= TO BE DONE =
Produce an exact copy of the lines from the line that contains "cap as a single dot per instance." to the end of the listing below.

==== PROVIDED DATA ====

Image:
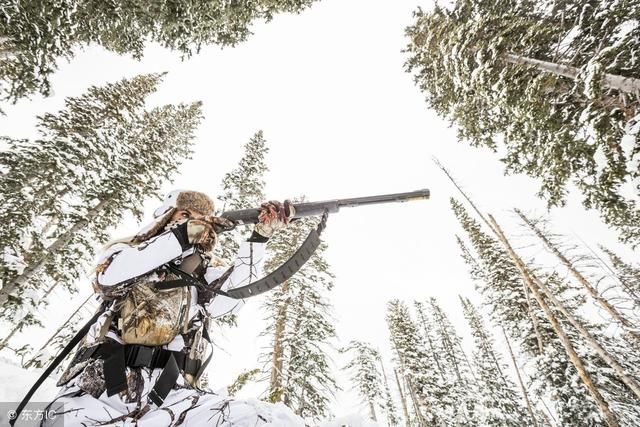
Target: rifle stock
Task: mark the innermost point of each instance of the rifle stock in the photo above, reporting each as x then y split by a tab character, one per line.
250	216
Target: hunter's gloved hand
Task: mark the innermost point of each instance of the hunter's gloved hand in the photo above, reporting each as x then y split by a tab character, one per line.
200	232
273	216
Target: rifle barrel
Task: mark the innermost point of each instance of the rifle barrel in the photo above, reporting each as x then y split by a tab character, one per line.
250	216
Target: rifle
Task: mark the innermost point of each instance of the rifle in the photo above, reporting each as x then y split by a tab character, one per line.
311	243
250	216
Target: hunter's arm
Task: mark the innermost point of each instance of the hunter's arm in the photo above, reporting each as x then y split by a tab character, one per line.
122	262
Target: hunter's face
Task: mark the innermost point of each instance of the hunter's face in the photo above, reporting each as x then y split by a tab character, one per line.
182	214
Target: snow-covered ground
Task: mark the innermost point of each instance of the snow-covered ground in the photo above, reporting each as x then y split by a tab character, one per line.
15	384
17	381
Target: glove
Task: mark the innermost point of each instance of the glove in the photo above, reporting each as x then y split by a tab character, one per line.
200	232
273	216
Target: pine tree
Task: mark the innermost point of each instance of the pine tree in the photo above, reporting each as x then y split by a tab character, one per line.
629	277
388	405
300	327
363	368
242	188
580	341
96	160
495	68
458	375
580	277
506	297
34	36
425	388
498	397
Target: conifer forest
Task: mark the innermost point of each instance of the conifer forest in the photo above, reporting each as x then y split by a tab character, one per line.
511	297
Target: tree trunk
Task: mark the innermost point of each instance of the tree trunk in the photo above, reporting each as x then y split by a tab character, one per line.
581	279
403	400
613	81
22	322
520	382
431	346
275	384
64	325
555	324
372	410
60	243
416	404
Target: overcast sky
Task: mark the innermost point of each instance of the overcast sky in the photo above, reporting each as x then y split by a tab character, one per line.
342	119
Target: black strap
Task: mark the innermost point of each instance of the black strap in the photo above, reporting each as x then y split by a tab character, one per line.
205	335
165	382
286	270
59	358
186	280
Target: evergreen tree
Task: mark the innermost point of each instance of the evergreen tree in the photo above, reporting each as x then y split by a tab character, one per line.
96	160
424	386
363	367
242	188
497	395
510	306
498	69
35	35
300	327
629	277
581	278
388	404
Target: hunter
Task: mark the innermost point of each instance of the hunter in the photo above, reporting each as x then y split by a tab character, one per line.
141	361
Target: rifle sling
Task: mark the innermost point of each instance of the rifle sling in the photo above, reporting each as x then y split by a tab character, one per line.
286	270
54	364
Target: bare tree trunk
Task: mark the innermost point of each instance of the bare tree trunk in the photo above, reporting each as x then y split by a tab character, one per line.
416	404
581	279
372	410
534	319
520	382
555	324
64	325
431	346
275	384
613	81
60	243
403	400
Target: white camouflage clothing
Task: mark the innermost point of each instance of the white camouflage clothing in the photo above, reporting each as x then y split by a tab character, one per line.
83	399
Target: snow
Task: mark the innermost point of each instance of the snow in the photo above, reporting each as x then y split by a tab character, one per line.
15	384
353	420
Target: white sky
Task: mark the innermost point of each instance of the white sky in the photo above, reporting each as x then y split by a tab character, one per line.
342	119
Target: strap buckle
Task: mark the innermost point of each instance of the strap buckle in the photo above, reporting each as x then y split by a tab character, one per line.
139	356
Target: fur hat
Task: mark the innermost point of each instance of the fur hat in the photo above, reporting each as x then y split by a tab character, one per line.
175	200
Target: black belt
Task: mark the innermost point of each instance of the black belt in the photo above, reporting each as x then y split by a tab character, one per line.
118	356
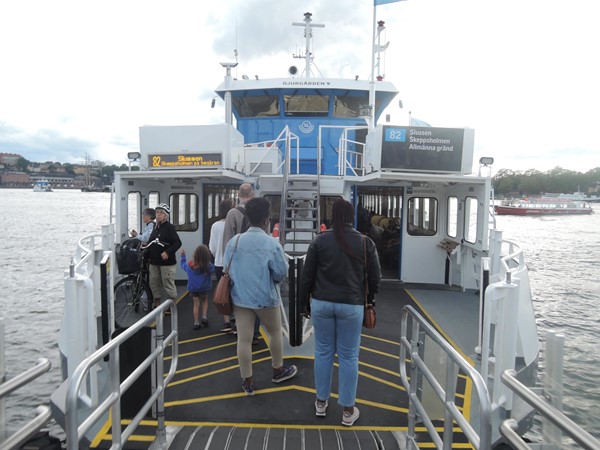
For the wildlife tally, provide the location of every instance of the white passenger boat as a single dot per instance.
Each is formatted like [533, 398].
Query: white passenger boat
[42, 186]
[455, 351]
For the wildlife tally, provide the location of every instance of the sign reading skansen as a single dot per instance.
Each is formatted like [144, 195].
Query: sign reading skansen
[185, 161]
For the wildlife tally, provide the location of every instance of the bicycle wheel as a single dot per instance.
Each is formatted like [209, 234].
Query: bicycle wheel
[133, 298]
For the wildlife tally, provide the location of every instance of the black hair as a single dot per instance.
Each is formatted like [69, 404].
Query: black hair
[224, 207]
[342, 214]
[150, 212]
[257, 209]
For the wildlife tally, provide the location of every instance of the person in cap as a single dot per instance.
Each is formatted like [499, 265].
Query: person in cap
[161, 252]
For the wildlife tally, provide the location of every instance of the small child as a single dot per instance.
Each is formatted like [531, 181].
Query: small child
[199, 271]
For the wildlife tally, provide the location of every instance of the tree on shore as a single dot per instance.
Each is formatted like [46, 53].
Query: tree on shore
[533, 182]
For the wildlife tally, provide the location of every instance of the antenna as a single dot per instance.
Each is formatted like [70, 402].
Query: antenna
[308, 26]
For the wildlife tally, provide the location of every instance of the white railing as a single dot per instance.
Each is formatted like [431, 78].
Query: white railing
[43, 412]
[77, 429]
[285, 139]
[412, 352]
[353, 160]
[548, 412]
[508, 321]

====

= RESULT =
For the wildlife tally, provide the location of every instance of the person in cap as a single dot per instance.
Each is formatted like [499, 265].
Query: person in cap
[161, 252]
For the wildlife tally, provide the location of every instance of the small child as a single dot per instance.
Each is formatted like [531, 181].
Query: small child
[199, 271]
For the wildlife tally, provide the location of every instance of the tree on shore as a single dot per instance.
Each is formatted like [46, 53].
Query: tree on shore
[533, 182]
For the wildlife tally, provide the location of every instance of the antenna as a single dot per instance.
Each is formatted like [70, 402].
Query: antenna
[308, 26]
For the wildlife tally, provide the location of every instance of the white railing as a single dot per instance.
Each is formatted like [431, 78].
Query: white railing
[43, 412]
[77, 429]
[285, 139]
[412, 352]
[353, 160]
[548, 412]
[508, 321]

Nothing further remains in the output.